Entries for labeling object positions:
..........

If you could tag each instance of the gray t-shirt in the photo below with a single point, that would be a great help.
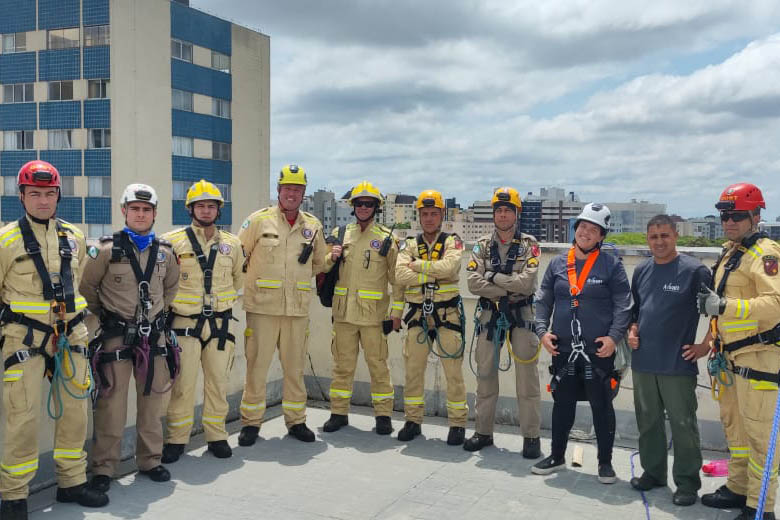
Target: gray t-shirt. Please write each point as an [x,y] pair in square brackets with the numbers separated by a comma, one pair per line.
[665,308]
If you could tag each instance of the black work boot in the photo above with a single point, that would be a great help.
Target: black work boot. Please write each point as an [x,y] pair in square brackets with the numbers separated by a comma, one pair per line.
[172,452]
[100,483]
[335,423]
[456,436]
[220,449]
[302,432]
[13,509]
[248,435]
[157,473]
[478,441]
[383,425]
[532,448]
[723,498]
[410,430]
[83,495]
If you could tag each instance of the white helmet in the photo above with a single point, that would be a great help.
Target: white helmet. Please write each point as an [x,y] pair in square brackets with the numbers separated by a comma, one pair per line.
[595,213]
[138,193]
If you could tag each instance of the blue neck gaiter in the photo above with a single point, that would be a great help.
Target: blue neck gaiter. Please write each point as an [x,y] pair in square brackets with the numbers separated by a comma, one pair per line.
[140,241]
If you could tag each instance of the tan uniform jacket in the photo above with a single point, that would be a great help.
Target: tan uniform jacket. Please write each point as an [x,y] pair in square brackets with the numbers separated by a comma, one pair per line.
[752,294]
[361,295]
[413,272]
[21,287]
[227,278]
[276,283]
[113,287]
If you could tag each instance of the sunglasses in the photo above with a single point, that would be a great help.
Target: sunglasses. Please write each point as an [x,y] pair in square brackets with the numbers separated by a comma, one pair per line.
[735,216]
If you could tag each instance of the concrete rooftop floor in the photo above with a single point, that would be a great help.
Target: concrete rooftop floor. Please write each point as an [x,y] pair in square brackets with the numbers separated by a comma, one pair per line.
[356,474]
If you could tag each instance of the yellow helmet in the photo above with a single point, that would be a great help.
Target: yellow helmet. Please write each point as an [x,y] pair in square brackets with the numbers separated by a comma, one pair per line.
[430,199]
[366,189]
[203,190]
[292,174]
[507,195]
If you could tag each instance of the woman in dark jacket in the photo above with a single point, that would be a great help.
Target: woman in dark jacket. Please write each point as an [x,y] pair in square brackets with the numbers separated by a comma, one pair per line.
[588,296]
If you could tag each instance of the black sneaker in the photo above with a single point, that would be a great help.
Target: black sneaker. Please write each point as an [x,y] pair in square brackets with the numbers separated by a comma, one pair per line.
[478,441]
[723,498]
[171,453]
[548,465]
[410,430]
[220,449]
[383,425]
[83,495]
[157,473]
[607,474]
[646,482]
[13,509]
[248,435]
[100,483]
[456,436]
[532,448]
[302,432]
[335,423]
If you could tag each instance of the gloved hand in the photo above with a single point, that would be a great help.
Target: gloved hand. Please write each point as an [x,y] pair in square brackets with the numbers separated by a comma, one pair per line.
[709,303]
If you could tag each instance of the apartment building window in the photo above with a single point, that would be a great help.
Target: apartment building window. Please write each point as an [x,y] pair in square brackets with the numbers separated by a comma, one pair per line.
[220,61]
[181,100]
[220,107]
[98,88]
[97,35]
[181,50]
[14,42]
[63,38]
[60,90]
[60,140]
[182,146]
[220,151]
[99,138]
[18,140]
[99,187]
[18,93]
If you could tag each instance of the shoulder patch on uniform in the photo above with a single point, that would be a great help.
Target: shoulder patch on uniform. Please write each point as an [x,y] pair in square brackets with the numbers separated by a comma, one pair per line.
[770,265]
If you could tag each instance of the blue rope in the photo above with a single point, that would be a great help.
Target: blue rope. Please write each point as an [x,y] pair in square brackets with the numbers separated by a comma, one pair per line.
[770,455]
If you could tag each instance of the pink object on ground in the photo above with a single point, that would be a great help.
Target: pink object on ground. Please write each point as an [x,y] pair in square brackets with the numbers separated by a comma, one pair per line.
[716,468]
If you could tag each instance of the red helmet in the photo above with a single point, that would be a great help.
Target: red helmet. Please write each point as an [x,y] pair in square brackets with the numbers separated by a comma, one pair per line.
[742,196]
[40,174]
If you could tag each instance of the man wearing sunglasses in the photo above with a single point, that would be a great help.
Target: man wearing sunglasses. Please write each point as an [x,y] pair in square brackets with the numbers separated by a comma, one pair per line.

..........

* [THE TASK] Put every line of the records above into a numbered list, with blank lines and pictures left out.

* [WRITTEN REPLY]
1. If you could tag each instance of the gray t-shirt in the photo below with a single point, that would be a great help.
2. Target: gray t-shirt. Please write each point as an [x,y] pair in square brackets with the numbers separated by a comma, one pair per line.
3. [665,308]
4. If you could tag each instance of the black work boot in the photo above with a single point, that would be a great help.
5. Target: black work boot. Please write each point as an [x,y] pair in square brackets with the numbers separated by a comma, one pair per line.
6. [172,452]
7. [100,483]
8. [335,423]
9. [456,436]
10. [220,449]
11. [302,432]
12. [13,509]
13. [248,435]
14. [157,473]
15. [478,441]
16. [383,425]
17. [532,448]
18. [723,498]
19. [410,430]
20. [83,495]
21. If you could tag each instance of the white helmet in the photo above with a single point, that would be a great help.
22. Target: white helmet. Please write each point as an [x,y] pair in square brackets with the numbers separated by a comma, one pair per line.
23. [595,213]
24. [138,193]
25. If you could tag each instance of the blue neck gaiter in the photo above with a single point, that would be a great help.
26. Target: blue neck gaiter. Please write each point as an [x,y] pair in square brackets with the numbers separated by a comma, one pair per line.
27. [140,241]
28. If you could tag each instance of the tan uniform jacket in the photo above with a single point, that would be a great help.
29. Target: tan uniform jacket. Please write each point as an [x,y] pair in square brackets with the numbers separated by a comma, one pair per line.
30. [752,294]
31. [361,295]
32. [413,272]
33. [21,287]
34. [227,278]
35. [276,283]
36. [113,287]
37. If you could tag each instance of the sunglasses in the photo above with a single point, that would be a great help.
38. Target: sunglasses. Please write each point as an [x,y] pair in square brackets with the numbers separated by a comma, one pair per line.
39. [735,216]
40. If you could tag each instance of the concrete rooftop floor in the photo above with a single point, that would be a great help.
41. Target: concrete rooftop floor. Please write each point as an [x,y] pair in square brackets with the numbers separated by a comma, one pair per line.
42. [356,474]
43. If you could tag each instance of the yellow helmet in the photo above with a single point, that would be a great help.
44. Target: yellow helmet. Please write each point as an [x,y] pair in square brackets with the numbers separated by a comma, one pair per line.
45. [430,199]
46. [366,189]
47. [203,190]
48. [292,174]
49. [507,195]
50. If you could tag each instance of the woman in dark jacket in the photo above with a single point, that would be a great help.
51. Target: woman in dark jacket. Please write each point as an [x,y] pair in square brackets with the numbers separated by a comma, one pair per line.
52. [588,296]
53. If you could tag each instance of the black sneaker in the photo above with a single point, that would be a great help.
54. Target: black sneaker. Please write each point as an [x,y] pair in square brackets with the numbers separated by a comma, one pair per line.
55. [478,441]
56. [723,498]
57. [171,453]
58. [548,465]
59. [410,430]
60. [220,449]
61. [383,425]
62. [83,495]
63. [157,473]
64. [607,474]
65. [646,482]
66. [13,509]
67. [248,435]
68. [100,483]
69. [456,436]
70. [532,448]
71. [302,432]
72. [335,423]
73. If you could tag each instance of the gloved hand in the photo above with a single point, that would be a great help.
74. Target: gloved hand. Please write each point as an [x,y] pair in square brackets with the numbers separated by a comma, one pair per line.
75. [709,303]
76. If you could tag each instance of the apartment building window in the photo above with a single point, that would be a great help.
77. Target: apartment building window. Please write each point as an [x,y] pair in square brackets with the numbers separated by a comma, one pair per line.
78. [220,61]
79. [181,100]
80. [220,107]
81. [98,88]
82. [97,35]
83. [181,50]
84. [14,42]
85. [63,38]
86. [60,90]
87. [60,140]
88. [182,146]
89. [220,151]
90. [99,138]
91. [18,140]
92. [99,187]
93. [18,93]
94. If you could tag each instance of the shoulder patch on uniform in the photo above with a single point, that would be a great help.
95. Target: shoulder patch on uniform. Please write each point as an [x,y] pair in square brackets with the numbers separated by a comma, one pair per line.
96. [770,265]
97. If you could tag each instance of the blue rope in the photo above with a single point, that would be a great help.
98. Target: blue rope. Please write each point as an [x,y] pair in square brackets with the numbers separated by a comma, one pair per line.
99. [770,455]
100. If you could tag each instance of the pink object on ground in the photo above with a single point, that would be a great help.
101. Target: pink object on ground. Please write each point as an [x,y] pair in square brackets with the numbers separated by a comma, one pair per line.
102. [716,468]
103. If you could tag each instance of the red helmet in the photo above with a single point, that would be a great help.
104. Target: red helmet. Please write each point as an [x,y] pair in square brackets with the numbers separated by a comma, one pair per line.
105. [742,196]
106. [40,174]
107. If you could tag each instance of the man wearing sunglasses in the photo above with a single point, that would be a great help.
108. Target: man wearing sunglasses. Please write each point as an [x,y] pair in square brackets with the numbers separated by a comma, one pair per line.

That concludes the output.